TASK GOAL: In the lines from the one containing "surface, one point per instance." through the last line, inclusive, change every "query phrase" to "search phrase" and keep everything else as it is. Return only those updated lines, without the pictures.

PROVIDED DATA:
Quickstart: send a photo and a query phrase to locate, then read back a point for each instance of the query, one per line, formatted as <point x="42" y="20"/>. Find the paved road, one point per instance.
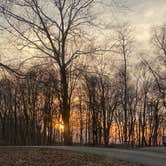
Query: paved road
<point x="138" y="157"/>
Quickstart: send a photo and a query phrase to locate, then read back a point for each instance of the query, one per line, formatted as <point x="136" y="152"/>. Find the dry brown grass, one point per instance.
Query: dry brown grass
<point x="53" y="157"/>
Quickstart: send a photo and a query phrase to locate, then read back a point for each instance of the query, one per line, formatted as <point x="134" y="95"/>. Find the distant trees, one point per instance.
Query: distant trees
<point x="62" y="100"/>
<point x="53" y="28"/>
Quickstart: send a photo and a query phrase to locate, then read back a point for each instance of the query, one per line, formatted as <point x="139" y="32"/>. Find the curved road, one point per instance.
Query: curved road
<point x="137" y="157"/>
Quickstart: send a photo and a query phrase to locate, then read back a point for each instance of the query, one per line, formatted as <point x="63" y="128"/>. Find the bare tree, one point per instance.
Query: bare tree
<point x="51" y="27"/>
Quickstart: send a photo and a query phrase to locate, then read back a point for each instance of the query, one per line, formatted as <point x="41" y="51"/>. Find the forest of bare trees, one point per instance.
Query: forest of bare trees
<point x="79" y="91"/>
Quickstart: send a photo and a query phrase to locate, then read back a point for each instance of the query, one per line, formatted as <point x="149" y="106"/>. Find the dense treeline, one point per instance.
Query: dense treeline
<point x="81" y="89"/>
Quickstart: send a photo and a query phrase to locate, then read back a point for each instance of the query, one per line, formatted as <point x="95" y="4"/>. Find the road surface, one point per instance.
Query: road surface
<point x="137" y="157"/>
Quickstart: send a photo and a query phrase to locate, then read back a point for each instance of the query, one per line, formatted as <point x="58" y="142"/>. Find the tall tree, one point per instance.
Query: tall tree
<point x="51" y="27"/>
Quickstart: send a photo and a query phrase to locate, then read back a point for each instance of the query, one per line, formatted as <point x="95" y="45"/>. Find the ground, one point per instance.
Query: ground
<point x="12" y="156"/>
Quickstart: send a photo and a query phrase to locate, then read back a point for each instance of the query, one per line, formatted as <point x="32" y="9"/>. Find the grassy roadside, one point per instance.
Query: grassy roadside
<point x="10" y="156"/>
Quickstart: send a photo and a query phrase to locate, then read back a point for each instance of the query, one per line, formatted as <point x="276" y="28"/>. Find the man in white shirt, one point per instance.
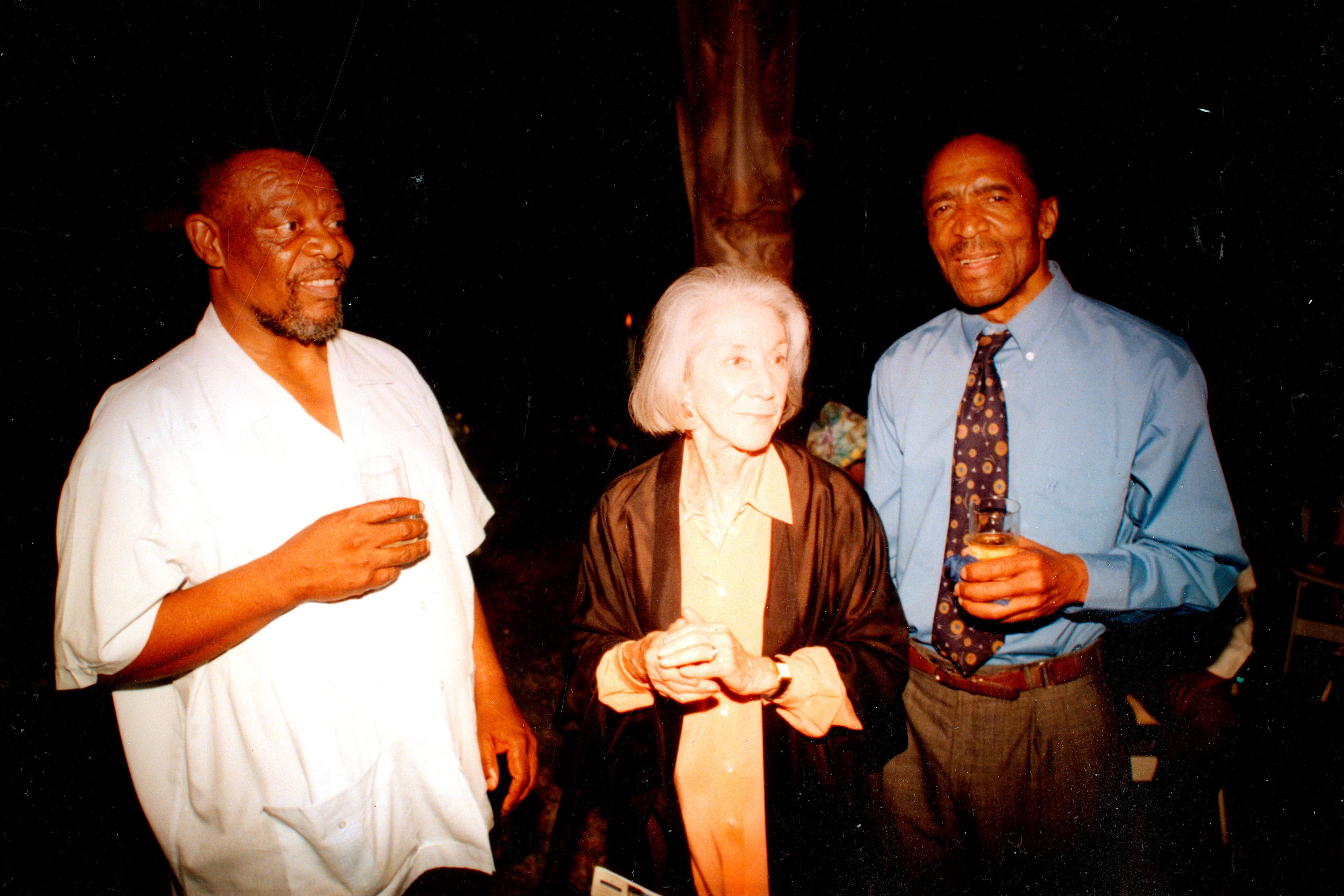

WRITTEN ANSWER:
Quickstart: send a photo and a search phrase to locate, then read back a point for each instance of the query, one per line, formatted as <point x="95" y="4"/>. Find the road surface, one point per instance.
Query: road surface
<point x="137" y="157"/>
Quickstart: send a photo and a search phrase to locate, then read back a point for each instance of the query, one per line, formatted as <point x="58" y="142"/>. Find the tall tree, one point per instance.
Query: tall tree
<point x="51" y="27"/>
Quickstart: send a photo and a search phrase to locate, then read back a point for each instance of the query, one per line, formatted as <point x="95" y="45"/>. Find the ground, one point per instance.
Query: ground
<point x="12" y="156"/>
Quickstart: send a photo and a search phrase to locate, then read back a point for each instance of the query, one per line, formatted as <point x="32" y="9"/>. Find the grassy roadside, one point per instance.
Query: grassy roadside
<point x="10" y="156"/>
Quickstart: send a photo and a search phrase to locate, then read back a point for each instance of the query, one per line, formatted as <point x="276" y="28"/>. Find the man in white shirt, one point per instance.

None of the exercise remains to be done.